Reproduce, word for word, every line starting at the line that contains "Expected: one point per instance of the bathroom" and ending with the final line of the entries.

[Collection entries]
■ ■ ■ ■ ■ ■ ■
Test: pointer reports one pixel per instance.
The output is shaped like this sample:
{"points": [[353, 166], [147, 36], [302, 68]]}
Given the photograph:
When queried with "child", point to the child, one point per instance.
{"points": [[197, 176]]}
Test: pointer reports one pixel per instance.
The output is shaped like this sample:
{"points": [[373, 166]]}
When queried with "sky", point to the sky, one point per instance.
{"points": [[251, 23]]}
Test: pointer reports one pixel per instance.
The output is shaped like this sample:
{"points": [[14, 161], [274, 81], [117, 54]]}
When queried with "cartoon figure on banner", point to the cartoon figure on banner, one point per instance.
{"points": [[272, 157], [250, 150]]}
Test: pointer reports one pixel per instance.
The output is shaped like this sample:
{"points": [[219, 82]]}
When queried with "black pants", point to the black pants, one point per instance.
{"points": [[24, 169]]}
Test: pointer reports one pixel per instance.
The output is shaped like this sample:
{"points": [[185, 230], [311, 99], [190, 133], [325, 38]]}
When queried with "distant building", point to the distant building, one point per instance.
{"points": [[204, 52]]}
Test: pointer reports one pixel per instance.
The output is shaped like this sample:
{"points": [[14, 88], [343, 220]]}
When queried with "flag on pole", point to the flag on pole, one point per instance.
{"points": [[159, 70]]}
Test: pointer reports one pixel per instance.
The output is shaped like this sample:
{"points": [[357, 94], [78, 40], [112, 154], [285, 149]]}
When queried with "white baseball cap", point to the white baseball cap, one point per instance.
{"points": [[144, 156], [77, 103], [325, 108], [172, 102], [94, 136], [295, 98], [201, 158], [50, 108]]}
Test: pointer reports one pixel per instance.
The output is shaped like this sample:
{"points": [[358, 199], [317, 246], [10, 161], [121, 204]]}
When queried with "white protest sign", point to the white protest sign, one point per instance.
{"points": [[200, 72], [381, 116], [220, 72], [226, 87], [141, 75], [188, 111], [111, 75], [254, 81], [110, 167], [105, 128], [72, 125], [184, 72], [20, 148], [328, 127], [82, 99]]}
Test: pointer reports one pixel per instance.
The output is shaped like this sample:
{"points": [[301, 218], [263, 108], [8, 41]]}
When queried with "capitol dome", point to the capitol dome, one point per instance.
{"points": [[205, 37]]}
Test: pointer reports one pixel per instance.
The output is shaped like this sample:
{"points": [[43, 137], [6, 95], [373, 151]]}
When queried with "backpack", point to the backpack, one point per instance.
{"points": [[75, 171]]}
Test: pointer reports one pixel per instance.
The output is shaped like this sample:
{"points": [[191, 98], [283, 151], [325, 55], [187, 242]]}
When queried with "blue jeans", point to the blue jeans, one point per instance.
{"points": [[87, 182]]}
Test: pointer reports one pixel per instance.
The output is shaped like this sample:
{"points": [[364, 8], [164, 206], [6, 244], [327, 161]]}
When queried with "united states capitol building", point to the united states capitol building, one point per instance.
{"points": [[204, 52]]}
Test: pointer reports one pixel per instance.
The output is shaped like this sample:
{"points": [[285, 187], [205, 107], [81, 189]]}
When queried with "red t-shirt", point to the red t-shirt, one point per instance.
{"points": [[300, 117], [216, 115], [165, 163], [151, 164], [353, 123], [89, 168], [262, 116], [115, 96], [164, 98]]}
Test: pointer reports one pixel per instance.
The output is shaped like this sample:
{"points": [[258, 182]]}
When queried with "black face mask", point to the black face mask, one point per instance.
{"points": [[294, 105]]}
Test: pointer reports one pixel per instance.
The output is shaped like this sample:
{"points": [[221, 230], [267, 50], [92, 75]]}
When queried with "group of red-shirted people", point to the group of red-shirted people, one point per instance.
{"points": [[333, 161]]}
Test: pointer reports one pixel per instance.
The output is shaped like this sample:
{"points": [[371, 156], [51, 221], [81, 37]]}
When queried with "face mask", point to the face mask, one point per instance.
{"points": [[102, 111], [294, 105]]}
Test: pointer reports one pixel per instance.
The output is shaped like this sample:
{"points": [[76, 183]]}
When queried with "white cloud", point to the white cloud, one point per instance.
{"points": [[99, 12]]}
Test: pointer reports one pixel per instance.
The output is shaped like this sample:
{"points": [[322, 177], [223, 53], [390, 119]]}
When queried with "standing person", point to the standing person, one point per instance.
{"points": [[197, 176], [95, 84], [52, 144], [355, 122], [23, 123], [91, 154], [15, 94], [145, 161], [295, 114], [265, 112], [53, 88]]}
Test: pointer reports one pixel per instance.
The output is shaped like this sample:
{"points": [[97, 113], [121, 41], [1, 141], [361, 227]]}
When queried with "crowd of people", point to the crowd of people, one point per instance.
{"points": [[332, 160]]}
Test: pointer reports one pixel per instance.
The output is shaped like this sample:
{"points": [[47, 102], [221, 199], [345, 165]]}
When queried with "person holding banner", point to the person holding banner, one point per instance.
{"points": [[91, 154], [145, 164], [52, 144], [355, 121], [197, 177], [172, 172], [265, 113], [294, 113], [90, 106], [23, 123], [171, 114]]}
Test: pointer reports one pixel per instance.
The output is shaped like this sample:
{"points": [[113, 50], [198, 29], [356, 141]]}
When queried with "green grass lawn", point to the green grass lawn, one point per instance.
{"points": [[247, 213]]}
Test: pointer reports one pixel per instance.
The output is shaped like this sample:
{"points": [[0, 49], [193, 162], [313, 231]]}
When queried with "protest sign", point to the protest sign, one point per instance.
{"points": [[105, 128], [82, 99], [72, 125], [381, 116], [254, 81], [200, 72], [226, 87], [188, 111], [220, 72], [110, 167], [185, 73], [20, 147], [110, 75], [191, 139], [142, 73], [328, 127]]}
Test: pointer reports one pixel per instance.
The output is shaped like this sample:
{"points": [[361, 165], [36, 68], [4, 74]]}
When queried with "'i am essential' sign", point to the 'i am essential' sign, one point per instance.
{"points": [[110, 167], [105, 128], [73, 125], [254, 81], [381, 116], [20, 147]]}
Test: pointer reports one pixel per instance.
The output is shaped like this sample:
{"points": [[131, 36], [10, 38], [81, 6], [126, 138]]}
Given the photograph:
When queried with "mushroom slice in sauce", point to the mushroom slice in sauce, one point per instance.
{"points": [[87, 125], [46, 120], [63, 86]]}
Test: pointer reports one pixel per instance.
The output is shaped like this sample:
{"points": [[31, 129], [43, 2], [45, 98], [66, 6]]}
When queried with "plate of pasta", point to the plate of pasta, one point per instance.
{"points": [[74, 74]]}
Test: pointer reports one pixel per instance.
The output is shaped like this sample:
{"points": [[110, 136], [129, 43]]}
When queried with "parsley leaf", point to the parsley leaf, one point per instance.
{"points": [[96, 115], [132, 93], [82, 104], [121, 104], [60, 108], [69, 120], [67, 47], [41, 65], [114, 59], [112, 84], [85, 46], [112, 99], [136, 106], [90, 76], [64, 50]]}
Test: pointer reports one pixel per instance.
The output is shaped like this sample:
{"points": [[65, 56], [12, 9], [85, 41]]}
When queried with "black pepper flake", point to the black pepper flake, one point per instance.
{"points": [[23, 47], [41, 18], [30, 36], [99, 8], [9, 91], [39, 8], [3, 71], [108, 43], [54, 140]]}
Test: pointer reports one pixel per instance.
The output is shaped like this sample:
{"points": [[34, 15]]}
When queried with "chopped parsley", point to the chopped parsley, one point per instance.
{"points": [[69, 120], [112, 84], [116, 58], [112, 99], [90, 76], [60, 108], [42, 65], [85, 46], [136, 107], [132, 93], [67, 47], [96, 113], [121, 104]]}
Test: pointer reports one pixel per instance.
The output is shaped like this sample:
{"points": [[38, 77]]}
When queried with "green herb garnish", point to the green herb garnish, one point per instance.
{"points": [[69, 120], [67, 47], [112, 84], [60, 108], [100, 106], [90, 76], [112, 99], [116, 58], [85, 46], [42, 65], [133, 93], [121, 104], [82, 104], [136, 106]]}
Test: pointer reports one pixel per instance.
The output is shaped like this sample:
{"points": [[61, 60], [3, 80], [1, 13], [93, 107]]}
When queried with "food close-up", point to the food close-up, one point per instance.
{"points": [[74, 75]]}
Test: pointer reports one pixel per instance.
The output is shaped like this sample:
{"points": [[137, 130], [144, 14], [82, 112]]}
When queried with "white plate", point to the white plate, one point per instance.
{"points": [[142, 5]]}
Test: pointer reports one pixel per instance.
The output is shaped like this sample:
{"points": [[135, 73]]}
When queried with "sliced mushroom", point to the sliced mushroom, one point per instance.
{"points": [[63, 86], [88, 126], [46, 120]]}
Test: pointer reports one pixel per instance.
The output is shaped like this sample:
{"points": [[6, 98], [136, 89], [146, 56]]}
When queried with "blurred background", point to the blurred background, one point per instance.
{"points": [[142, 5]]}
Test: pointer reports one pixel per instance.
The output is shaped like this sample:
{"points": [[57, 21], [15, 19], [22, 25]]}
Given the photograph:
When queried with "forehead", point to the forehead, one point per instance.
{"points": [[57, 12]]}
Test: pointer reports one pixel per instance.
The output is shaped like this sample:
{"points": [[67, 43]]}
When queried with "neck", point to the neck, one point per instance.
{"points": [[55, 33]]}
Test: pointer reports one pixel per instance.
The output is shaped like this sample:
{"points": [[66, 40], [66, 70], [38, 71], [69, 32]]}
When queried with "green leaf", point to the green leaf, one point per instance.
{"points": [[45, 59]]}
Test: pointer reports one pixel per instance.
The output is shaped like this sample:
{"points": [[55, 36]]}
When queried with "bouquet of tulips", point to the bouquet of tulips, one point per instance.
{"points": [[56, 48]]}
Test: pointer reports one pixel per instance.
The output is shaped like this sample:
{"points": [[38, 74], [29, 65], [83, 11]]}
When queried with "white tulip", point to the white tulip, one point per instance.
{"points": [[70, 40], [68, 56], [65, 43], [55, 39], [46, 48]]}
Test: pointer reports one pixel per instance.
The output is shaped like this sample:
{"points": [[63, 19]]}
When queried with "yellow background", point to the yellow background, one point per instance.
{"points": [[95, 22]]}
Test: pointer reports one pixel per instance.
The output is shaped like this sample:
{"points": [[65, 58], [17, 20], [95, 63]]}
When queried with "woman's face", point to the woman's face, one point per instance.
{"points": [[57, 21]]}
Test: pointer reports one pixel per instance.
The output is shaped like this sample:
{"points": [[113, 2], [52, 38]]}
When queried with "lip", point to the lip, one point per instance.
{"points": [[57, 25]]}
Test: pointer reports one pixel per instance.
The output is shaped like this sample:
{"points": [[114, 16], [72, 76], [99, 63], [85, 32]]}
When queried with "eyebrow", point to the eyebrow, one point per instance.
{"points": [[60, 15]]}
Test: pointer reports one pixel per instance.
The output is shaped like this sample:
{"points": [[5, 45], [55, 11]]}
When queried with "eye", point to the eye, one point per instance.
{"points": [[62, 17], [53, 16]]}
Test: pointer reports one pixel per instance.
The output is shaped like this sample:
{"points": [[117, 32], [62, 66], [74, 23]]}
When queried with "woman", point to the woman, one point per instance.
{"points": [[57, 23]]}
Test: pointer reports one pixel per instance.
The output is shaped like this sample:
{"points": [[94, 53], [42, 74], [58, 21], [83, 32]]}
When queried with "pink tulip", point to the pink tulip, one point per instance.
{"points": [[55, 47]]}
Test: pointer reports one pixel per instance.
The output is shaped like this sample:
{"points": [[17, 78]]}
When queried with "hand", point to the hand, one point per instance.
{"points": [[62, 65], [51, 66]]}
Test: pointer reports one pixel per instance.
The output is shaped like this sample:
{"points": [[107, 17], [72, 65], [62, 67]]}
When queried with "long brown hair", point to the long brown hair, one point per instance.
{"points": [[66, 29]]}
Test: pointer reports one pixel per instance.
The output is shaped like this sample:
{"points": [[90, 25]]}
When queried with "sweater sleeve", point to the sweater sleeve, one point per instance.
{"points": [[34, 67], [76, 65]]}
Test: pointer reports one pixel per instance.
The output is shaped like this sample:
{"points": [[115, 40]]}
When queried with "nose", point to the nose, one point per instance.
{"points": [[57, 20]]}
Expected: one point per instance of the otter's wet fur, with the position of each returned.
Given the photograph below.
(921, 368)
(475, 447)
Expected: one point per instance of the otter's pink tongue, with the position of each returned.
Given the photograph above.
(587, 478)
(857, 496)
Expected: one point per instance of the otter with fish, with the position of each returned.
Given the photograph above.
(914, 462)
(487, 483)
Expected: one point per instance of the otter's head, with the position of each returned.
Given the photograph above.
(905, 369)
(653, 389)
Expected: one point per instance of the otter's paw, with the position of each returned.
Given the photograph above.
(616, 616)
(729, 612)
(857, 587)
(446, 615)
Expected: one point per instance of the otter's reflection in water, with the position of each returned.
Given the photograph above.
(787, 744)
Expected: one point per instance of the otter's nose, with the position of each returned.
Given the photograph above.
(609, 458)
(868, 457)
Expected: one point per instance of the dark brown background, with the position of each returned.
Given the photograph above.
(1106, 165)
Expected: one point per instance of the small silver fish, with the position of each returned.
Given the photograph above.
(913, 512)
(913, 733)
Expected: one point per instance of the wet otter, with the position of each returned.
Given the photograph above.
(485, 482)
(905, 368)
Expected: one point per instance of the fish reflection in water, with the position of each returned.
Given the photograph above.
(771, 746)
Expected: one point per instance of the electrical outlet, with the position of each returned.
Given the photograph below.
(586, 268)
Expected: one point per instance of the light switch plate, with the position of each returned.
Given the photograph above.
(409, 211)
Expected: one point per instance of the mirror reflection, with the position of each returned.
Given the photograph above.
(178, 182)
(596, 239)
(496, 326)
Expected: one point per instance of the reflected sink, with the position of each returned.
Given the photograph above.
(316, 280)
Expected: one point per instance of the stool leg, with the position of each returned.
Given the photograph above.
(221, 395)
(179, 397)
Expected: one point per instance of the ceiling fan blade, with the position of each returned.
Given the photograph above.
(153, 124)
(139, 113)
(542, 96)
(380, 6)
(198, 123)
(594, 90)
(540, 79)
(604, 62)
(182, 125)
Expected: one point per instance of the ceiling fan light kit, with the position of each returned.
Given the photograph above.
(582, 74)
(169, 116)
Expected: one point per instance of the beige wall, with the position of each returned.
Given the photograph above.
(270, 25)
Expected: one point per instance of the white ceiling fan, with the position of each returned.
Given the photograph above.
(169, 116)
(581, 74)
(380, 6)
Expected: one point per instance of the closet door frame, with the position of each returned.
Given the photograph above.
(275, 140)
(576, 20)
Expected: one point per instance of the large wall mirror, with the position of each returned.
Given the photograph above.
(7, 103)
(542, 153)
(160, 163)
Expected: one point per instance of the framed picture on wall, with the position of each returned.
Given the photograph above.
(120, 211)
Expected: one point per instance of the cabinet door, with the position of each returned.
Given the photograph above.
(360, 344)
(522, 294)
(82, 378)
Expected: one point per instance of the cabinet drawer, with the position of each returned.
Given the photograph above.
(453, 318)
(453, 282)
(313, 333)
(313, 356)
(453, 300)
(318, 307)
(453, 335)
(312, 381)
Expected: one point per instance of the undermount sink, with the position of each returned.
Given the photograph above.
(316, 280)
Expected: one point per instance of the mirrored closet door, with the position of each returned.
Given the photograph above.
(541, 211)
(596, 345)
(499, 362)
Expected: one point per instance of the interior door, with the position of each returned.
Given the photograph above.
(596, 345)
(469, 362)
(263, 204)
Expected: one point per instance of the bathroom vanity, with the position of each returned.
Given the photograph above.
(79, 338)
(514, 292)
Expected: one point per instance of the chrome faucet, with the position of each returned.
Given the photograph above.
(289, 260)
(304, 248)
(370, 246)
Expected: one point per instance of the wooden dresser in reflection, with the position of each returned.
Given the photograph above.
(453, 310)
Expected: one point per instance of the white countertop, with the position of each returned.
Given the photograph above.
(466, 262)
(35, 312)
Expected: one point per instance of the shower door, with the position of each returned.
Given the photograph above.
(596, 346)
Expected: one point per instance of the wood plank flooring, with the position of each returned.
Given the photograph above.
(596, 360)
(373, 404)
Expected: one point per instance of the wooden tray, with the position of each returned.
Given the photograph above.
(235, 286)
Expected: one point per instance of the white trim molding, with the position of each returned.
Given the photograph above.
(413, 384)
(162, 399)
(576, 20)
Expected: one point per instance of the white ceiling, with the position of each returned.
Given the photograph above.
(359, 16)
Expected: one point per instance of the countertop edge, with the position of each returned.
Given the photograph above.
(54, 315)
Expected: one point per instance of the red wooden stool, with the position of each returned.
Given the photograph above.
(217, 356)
■ ■ ■ ■ ■ ■ ■
RESPONSE BELOW =
Expected: one point per instance of the bathroom vanity, with the position of each returned.
Given the photograph above.
(79, 338)
(514, 292)
Expected: one point per instance of the chrome faucet, with the position of each returned.
Given the photograph above.
(289, 260)
(304, 248)
(370, 246)
Expected: one point per instance of the wooden dresser in reflection, with the position of each returned.
Given the photograph above.
(453, 310)
Expected: one point per instance of the white countertop, with the position of each returned.
Given the photograph above.
(466, 262)
(35, 312)
Expected: one point per instance of the shower door, with the position of each returned.
Given the photograph above.
(596, 346)
Expected: one point per instance of the wood plank flooring, with the position of each returned.
Given the photograph above.
(596, 360)
(373, 404)
Expected: one point per instance of the wooden tray, with the position of each returned.
Given the photograph above.
(235, 286)
Expected: one point per instance of the white trim molding, with the position of each returned.
Given the photograph above.
(413, 384)
(162, 399)
(576, 20)
Expected: one point per instance of the white ceiling, with the position of each returned.
Given the photograph above.
(359, 16)
Expected: one point per instance of the countertop edge, with the position of each returned.
Given the photograph above.
(54, 315)
Expected: one point per instance of the red wooden stool, with the position of each returned.
Given the photograph above.
(217, 356)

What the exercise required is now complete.